↓↓↓

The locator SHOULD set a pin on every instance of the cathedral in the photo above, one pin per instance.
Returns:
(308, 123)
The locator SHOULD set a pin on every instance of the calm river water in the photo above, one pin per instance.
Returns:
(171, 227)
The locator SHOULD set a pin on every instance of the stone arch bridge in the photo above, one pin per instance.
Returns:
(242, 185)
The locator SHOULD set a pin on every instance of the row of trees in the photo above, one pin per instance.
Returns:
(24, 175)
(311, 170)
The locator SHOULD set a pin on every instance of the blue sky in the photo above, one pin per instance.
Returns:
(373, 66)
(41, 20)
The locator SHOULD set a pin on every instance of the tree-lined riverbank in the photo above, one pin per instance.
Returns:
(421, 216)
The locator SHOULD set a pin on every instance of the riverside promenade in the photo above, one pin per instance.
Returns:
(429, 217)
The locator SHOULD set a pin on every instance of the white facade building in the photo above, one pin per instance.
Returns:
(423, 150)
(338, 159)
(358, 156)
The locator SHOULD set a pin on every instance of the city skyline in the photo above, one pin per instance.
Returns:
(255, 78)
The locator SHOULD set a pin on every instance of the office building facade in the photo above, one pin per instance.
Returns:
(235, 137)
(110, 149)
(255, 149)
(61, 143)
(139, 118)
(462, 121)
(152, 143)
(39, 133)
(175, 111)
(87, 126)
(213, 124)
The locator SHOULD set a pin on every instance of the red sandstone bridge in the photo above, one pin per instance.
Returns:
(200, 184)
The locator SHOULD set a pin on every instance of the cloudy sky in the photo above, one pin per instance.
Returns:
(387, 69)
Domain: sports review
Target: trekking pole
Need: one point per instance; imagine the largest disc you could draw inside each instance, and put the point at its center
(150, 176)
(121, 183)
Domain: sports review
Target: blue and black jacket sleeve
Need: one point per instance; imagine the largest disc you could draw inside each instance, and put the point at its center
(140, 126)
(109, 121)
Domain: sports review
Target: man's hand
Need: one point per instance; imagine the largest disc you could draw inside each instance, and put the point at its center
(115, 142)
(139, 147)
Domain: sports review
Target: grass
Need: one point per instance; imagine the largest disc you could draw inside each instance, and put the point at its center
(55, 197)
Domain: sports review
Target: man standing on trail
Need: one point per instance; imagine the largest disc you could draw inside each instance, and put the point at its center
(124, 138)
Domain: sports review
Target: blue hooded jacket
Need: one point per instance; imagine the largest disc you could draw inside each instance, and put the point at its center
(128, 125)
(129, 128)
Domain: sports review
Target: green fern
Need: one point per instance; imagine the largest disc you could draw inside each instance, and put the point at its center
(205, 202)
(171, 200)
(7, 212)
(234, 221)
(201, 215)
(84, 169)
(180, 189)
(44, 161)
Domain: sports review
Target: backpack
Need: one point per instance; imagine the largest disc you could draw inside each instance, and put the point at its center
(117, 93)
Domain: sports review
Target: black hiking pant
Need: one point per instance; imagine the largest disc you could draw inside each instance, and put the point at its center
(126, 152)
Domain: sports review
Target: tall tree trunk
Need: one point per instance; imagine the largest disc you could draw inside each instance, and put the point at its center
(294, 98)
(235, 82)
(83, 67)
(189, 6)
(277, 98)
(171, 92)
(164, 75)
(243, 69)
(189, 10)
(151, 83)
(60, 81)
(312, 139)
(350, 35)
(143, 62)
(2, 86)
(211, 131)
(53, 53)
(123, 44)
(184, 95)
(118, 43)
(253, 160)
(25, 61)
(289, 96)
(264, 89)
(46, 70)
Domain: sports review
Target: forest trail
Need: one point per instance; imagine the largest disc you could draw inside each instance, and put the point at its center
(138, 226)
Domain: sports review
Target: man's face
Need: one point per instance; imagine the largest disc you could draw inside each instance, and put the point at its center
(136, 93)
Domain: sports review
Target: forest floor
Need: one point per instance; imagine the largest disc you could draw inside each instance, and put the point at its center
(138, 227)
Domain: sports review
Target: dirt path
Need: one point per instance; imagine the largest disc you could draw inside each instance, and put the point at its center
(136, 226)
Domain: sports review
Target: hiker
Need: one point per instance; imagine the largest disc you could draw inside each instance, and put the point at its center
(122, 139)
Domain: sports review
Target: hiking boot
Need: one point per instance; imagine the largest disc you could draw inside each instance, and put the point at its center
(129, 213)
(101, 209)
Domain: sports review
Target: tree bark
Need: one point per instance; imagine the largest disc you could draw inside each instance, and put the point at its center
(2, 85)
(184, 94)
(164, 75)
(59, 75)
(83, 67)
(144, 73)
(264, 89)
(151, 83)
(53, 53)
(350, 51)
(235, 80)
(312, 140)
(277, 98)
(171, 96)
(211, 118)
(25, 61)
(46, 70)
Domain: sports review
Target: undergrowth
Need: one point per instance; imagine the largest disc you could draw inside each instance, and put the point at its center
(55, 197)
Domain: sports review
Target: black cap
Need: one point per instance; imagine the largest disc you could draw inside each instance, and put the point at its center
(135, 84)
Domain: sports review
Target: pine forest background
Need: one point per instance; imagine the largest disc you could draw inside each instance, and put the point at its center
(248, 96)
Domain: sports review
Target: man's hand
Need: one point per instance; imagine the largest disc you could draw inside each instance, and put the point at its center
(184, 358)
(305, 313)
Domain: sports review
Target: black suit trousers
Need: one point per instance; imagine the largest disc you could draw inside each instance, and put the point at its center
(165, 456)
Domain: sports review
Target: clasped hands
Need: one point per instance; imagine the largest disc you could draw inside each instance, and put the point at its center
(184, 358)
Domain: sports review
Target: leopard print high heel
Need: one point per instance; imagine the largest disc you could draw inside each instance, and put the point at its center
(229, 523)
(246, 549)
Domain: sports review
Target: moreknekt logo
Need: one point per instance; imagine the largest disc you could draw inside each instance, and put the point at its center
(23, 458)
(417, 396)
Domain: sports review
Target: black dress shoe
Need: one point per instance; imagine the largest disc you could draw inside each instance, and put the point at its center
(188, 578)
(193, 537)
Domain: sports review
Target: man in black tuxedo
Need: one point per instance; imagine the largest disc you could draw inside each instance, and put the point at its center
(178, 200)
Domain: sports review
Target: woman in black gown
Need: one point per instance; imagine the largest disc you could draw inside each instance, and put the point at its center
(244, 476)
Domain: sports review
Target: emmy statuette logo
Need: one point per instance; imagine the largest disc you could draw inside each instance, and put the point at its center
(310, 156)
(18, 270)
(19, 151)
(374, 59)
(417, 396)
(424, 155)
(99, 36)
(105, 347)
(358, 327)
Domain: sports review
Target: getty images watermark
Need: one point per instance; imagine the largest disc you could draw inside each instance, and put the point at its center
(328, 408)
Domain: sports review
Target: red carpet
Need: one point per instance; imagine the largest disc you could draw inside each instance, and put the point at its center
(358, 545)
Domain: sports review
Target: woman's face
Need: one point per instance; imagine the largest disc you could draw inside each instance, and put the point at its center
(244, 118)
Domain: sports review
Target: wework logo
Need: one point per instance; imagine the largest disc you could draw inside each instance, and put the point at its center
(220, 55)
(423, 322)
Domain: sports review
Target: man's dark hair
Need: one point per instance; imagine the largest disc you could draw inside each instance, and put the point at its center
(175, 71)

↑↑↑

Quote every entry exactly.

The locator SHOULD set a pin on every instance of the cathedral in the photo above, one pin per instance.
Returns:
(308, 123)
The locator SHOULD set a pin on every instance of the calm river water in the photo above, one pin per instance.
Returns:
(171, 227)
The locator SHOULD set a pin on every instance of the stone arch bridge in the photo above, one pin per instance.
Returns:
(242, 185)
The locator SHOULD set a pin on every instance of the row of trees in the photo above, one pin per instance.
Returns:
(24, 175)
(311, 170)
The locator SHOULD set a pin on every instance of the blue sky in the photo above, one pin per instance.
Returns:
(373, 66)
(41, 20)
The locator SHOULD set a pin on every instance of the tree-lined riverbank in the photo above, one pin per instance.
Returns:
(421, 216)
The locator SHOULD set a pin on every instance of the riverside promenade in the photo above, one pin per instance.
Returns:
(429, 217)
The locator SHOULD set a pin on every instance of the white facade building in the photo above, one pin per instance.
Returns:
(423, 150)
(338, 159)
(358, 156)
The locator SHOULD set a pin on every instance of the city skyline in the photo above, one pin per instance.
Returns:
(255, 78)
The locator SHOULD set a pin on every instance of the office building facade in the photo above, one pin per instance.
Returns:
(235, 137)
(110, 149)
(255, 149)
(61, 143)
(139, 118)
(462, 121)
(152, 143)
(39, 133)
(175, 111)
(87, 126)
(213, 124)
The locator SHOULD set a pin on every instance of the red sandstone bridge in the photo above, one pin per instance.
Returns:
(200, 184)
The locator SHOULD set a pin on every instance of the cloudy sky in the photo above, one pin per instance.
Returns:
(387, 69)
Domain: sports review
Target: trekking pole
Need: one point per instance; imagine the largest disc you could draw inside each instance, and put the point at its center
(150, 176)
(121, 183)
Domain: sports review
Target: blue and black jacket sleeve
Need: one point per instance; imagine the largest disc you could draw inside each instance, and put the point at its center
(140, 126)
(109, 121)
Domain: sports review
Target: man's hand
Need: one point per instance; imagine the largest disc you could draw inside each instance, and put the point at its center
(115, 142)
(139, 147)
Domain: sports review
Target: grass
Need: one point per instance; imagine the largest disc you could draw inside each instance, and put the point at its center
(55, 197)
Domain: sports review
Target: man standing on trail
Need: one point per instance; imagine the largest disc you could draw inside each instance, and put the point at its center
(124, 138)
Domain: sports review
Target: blue hooded jacket
Need: one point per instance; imagine the largest disc you could draw inside each instance, and put the point at its center
(128, 125)
(129, 128)
Domain: sports review
Target: green fern
Need: one point per instance; imagine the largest disc you could draw inside each instance, and put the point at its center
(205, 202)
(171, 200)
(7, 212)
(234, 221)
(201, 215)
(84, 169)
(180, 189)
(44, 161)
Domain: sports review
Target: backpack
Need: one point per instance; imagine the largest disc you could draw inside each instance, and put the point at its center
(117, 93)
Domain: sports review
Target: black hiking pant
Need: one point per instance; imagine the largest disc you could draw inside each instance, and put the point at its center
(126, 152)
Domain: sports review
Target: tall tree trunk
Need: one point per instance; imagine the largest disc you could draw inside each instance, and put the point at its center
(294, 98)
(235, 82)
(83, 67)
(189, 6)
(277, 98)
(171, 92)
(164, 75)
(243, 69)
(189, 10)
(151, 83)
(60, 81)
(312, 139)
(350, 35)
(143, 62)
(2, 86)
(211, 131)
(53, 53)
(123, 44)
(184, 95)
(118, 43)
(253, 160)
(25, 61)
(289, 96)
(264, 89)
(46, 70)
Domain: sports review
Target: forest trail
Need: one point per instance; imagine the largest disc you could draw inside each instance, and put the point at its center
(138, 226)
Domain: sports review
Target: man's face
Need: one point per instance; imagine the largest disc you could draw inside each instance, and put the point at its center
(136, 93)
Domain: sports review
Target: forest floor
Need: one point per instance; imagine the largest disc you could draw inside each instance, and put the point at its center
(138, 227)
Domain: sports review
Target: dirt path
Need: one point per instance; imagine the largest disc you could draw inside each instance, and put the point at its center
(136, 226)
Domain: sports review
Target: hiker
Need: one point per instance; imagine the largest disc you could draw inside each instance, and put the point at its center
(122, 139)
Domain: sports review
Target: hiking boot
Need: one point per instance; imagine the largest disc you could draw inside each instance, and put the point at its center
(129, 213)
(101, 209)
Domain: sports review
Target: tree bark
Need: one point per instance; imagine the largest disc you could draw inside each instance, and put the point at its center
(2, 85)
(184, 94)
(164, 75)
(59, 75)
(83, 67)
(144, 73)
(264, 89)
(151, 83)
(53, 53)
(350, 51)
(235, 80)
(312, 140)
(277, 98)
(171, 96)
(211, 118)
(25, 61)
(46, 70)
Domain: sports review
Target: undergrowth
Need: one point per instance; imagine the largest disc you could draw inside each instance, and put the point at its center
(55, 197)
Domain: sports review
Target: black cap
Need: one point per instance; imagine the largest disc you could draw inside each instance, and put the point at its center
(135, 84)
Domain: sports review
Target: pine forest background
Need: one point per instance; imagine the largest disc you could draw inside each instance, and put the point at its center
(248, 96)
Domain: sports review
Target: man's hand
Need: one point per instance; imagine the largest disc you could draw inside each instance, and put the point at its center
(184, 358)
(305, 313)
Domain: sports review
Target: black suit trousers
Need: one point per instance; imagine the largest disc you could draw inside each instance, and put the point at its center
(165, 456)
Domain: sports review
Target: clasped hands
Need: one point per instance; imagine the largest disc you could draw inside each instance, and put the point at its center
(184, 358)
Domain: sports review
Target: leopard print high heel
Need: one point per instance; imagine the largest disc you could draw inside each instance, and put the point at its center
(229, 523)
(246, 549)
Domain: sports review
Target: moreknekt logo
Need: one point per instance; imagine the largest disc you could draw inside each instance, and put the point at its center
(23, 458)
(417, 396)
Domain: sports review
Target: black dress shoe
Need: one point per instance; imagine the largest disc you could draw inside each instance, and put the point at its center
(188, 578)
(193, 537)
Domain: sports review
Target: man in black tuxedo
Need: one point per instance; imagine the largest disc you could draw inside each instance, and put the point at its center
(178, 200)
Domain: sports review
Target: woman in black gown
Need: one point per instance; imagine the largest disc you could draw inside each instance, and put the point at its center
(244, 476)
Domain: sports review
Target: emmy statuette logo
Need: one point per instance; imagine the largest disc you could draw inside each instance, and put the point at its center
(310, 156)
(18, 270)
(19, 151)
(374, 59)
(417, 396)
(424, 155)
(99, 36)
(105, 347)
(358, 327)
Domain: sports review
Target: getty images watermark
Need: one point per instance; imagine the largest disc you could draw inside each instance, and put the point at its center
(328, 408)
Domain: sports review
Target: red carpet
Need: one point per instance; imagine the largest disc you could draw inside each instance, and put the point at its center
(358, 545)
Domain: sports review
Target: woman's face
Need: one point per instance; imagine the largest disc you could draw inside each instance, and put the point at its center
(244, 118)
Domain: sports review
Target: wework logo
Need: one point per instance; imagine the largest disc you could draw inside each instance, and put the point at its center
(220, 55)
(423, 322)
Domain: sports review
Target: man's dark hair
Need: one point per instance; imagine the largest disc you could draw inside each instance, and put the point at its center
(175, 71)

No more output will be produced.